Start SUPPLIED DATA
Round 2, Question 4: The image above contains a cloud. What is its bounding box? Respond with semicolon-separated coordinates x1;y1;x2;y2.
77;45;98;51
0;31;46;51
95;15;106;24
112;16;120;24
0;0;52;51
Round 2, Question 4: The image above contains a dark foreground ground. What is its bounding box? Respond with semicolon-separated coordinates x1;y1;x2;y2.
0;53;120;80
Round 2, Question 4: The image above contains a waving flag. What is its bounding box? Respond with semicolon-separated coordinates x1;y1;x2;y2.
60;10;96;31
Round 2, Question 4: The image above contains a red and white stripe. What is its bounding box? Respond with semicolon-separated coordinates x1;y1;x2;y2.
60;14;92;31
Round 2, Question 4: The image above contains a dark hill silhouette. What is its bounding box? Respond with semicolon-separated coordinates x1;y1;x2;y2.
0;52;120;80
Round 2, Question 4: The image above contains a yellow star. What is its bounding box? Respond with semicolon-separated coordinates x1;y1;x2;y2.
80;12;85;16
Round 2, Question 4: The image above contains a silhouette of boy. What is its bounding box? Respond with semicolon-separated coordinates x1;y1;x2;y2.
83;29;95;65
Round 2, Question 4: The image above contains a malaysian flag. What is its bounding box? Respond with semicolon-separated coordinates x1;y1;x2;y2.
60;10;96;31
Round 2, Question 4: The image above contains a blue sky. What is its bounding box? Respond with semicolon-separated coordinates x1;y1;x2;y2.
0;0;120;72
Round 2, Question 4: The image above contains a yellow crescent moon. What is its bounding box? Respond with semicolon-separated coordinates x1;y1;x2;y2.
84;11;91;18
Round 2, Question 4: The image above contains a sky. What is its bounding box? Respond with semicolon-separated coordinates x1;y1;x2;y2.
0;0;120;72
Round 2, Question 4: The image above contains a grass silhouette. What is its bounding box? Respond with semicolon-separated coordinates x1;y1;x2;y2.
End SUPPLIED DATA
== TASK REQUIREMENTS ==
Quote word for word every line of the records, starting at the line that contains "Round 2, Question 4: The image above contains a silhouette" and stopping after the final line of the records.

== RESULT ==
Round 2, Question 4: The image above contains a silhouette of boy. What is its bounding box? Respond with semicolon-separated coordinates x1;y1;x2;y2.
83;29;95;65
Round 2, Question 4: The image above contains a malaysian flag. What is its bounding box? Respond with semicolon-separated coordinates x1;y1;x2;y2.
60;10;96;31
Round 2, Question 4: The image above contains a blue sky. What is its bounding box? Respond with semicolon-separated coordinates x1;y1;x2;y2.
0;0;120;72
Round 2, Question 4: The image above contains a yellow crescent moon. What is its bounding box? Respond with semicolon-separated coordinates x1;y1;x2;y2.
84;11;91;18
Round 2, Question 4: The image above contains a sky. What is its bounding box? Respond with semicolon-separated coordinates x1;y1;x2;y2.
0;0;120;72
Round 2, Question 4: The image above contains a grass silhouette. What is its bounding box? Respond with semicolon-separated coordinates x1;y1;x2;y2.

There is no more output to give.